=== BRANO ===
FMI, CINA E INDIA PRENDONO IL COMANDO

(cronaca e analisi) -

I paesi emergenti entrano nella stanza dei bottoni del Fondo Monetario internazionale: cambia volto l´istituzione di Bretton Woods voluta nel 1945 per «rispondere alla nuova realtà dell´economia mondiale». «Un accordo storico», commenta il numero uno del Fmi, il francese Dominique Strauss-Kahn, al termine del board, riunito per ratificare l´accordo politico di Gyeongju, in Corea, raggiunto dai ministri del G20 giusto lo scorso ottobre.
«E´ il maggior cambiamento di governance nei 65 anni di storia del Fondo». C´è voluto un quinquennio di vane discussioni per arrivare ad una intesa che desse più rappresentatività e dunque più peso politico alle economie emergenti, oggi l´unica vera «locomotiva» della fragilissima ripresa mondiale. Cinque anni durante i quali, per l´economia, è accaduto di tutto: lo sconquasso dei mutui subprime, la crisi, la debacle dell´occupazione e non ultima la «guerra delle monete» Usa-Cina. Ora, giusto alla vigilia del G20 di Seul tra i capi di stato e di governo, ecco che arriva anche il via libera degli «azionisti», riuniti nel quartier generale di Washington. Traduce in concreto lo spirito di quell´intesa: va bene chiedere ai nuovi soci di fare la loro parte, ma bisogna pure coinvolgerli nelle responsabilità decisionali.
=== RECORD DI DATI ===
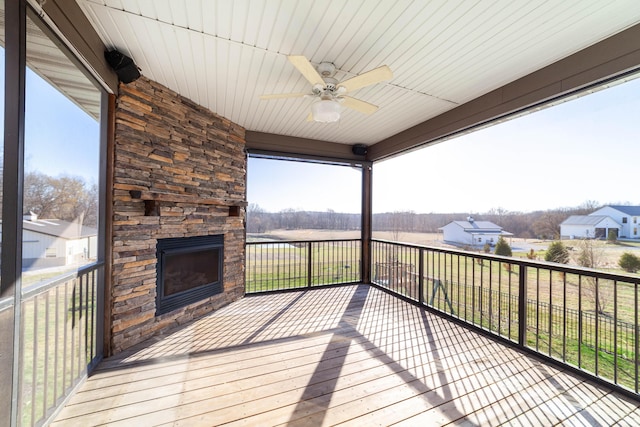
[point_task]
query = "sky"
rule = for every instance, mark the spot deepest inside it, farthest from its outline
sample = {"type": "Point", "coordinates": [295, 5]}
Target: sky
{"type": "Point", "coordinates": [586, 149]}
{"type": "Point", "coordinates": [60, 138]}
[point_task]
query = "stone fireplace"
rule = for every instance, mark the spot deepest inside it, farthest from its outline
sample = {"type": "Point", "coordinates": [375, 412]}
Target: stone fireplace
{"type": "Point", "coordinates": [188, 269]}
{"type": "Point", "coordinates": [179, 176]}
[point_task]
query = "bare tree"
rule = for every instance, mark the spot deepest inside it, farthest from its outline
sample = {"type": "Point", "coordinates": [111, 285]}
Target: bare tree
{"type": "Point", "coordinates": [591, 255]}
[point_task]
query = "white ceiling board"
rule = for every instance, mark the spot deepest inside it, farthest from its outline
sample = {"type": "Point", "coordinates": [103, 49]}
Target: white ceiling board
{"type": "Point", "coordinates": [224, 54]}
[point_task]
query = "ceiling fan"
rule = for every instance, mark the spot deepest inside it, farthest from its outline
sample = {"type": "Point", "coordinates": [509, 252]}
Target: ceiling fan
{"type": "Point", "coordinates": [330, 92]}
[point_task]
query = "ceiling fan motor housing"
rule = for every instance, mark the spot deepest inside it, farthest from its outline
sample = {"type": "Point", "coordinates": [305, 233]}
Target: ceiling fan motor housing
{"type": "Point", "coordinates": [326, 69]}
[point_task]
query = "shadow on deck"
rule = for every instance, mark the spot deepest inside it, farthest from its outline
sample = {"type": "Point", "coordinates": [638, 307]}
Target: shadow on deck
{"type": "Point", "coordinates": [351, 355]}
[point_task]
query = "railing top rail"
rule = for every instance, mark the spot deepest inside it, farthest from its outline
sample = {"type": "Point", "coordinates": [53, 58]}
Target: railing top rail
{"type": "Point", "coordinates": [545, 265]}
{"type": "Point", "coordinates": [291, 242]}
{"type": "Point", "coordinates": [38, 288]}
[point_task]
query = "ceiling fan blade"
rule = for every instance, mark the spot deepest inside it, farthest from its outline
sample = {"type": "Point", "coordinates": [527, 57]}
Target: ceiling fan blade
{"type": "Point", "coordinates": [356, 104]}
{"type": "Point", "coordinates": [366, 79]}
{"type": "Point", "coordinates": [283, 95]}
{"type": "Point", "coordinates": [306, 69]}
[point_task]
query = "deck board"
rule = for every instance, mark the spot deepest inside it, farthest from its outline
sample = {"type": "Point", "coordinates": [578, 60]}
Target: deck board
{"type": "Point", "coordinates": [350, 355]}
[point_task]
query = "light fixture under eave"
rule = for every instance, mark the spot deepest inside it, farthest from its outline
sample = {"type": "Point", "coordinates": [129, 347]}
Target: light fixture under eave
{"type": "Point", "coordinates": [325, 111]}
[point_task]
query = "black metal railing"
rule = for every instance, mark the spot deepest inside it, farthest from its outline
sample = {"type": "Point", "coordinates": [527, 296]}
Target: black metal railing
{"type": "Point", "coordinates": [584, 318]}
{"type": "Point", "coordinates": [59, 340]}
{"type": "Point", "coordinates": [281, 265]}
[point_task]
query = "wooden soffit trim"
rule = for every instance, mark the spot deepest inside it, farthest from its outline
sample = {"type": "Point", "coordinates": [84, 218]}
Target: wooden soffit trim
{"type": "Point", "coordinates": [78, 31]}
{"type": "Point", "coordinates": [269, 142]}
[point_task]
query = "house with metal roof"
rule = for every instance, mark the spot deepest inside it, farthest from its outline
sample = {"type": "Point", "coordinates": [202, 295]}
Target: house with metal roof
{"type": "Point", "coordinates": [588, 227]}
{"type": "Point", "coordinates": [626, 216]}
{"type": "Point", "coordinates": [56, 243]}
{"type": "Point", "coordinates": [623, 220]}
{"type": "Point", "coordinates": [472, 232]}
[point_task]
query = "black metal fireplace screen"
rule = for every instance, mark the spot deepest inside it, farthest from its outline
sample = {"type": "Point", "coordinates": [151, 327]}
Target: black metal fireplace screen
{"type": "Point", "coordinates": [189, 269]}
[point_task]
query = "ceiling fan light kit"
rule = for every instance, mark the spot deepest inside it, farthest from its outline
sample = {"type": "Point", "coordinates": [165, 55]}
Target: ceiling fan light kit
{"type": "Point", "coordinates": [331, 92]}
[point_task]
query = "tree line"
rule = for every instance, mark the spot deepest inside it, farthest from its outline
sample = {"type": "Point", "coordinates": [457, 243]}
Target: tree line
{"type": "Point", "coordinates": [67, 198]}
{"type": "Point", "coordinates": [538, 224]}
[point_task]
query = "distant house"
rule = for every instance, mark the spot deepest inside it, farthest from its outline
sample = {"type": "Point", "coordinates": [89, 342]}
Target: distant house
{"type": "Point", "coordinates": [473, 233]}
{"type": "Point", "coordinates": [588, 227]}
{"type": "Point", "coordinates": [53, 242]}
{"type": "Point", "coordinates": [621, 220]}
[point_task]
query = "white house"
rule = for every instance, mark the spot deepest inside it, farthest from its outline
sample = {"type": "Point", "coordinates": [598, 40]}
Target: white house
===
### [ESERCIZIO]
Riporta il brano sul Fondo Monetario internazionale partendo da "(cronaca e analisi)" e proseguendo fino a "lo scorso ottobre.", ma rinomina "Gyeongju" in "Busan".

### [RISPOSTA SCRITTA]
(cronaca e analisi) -

I paesi emergenti entrano nella stanza dei bottoni del Fondo Monetario internazionale: cambia volto l´istituzione di Bretton Woods voluta nel 1945 per «rispondere alla nuova realtà dell´economia mondiale». «Un accordo storico», commenta il numero uno del Fmi, il francese Dominique Strauss-Kahn, al termine del board, riunito per ratificare l´accordo politico di Busan, in Corea, raggiunto dai ministri del G20 giusto lo scorso ottobre.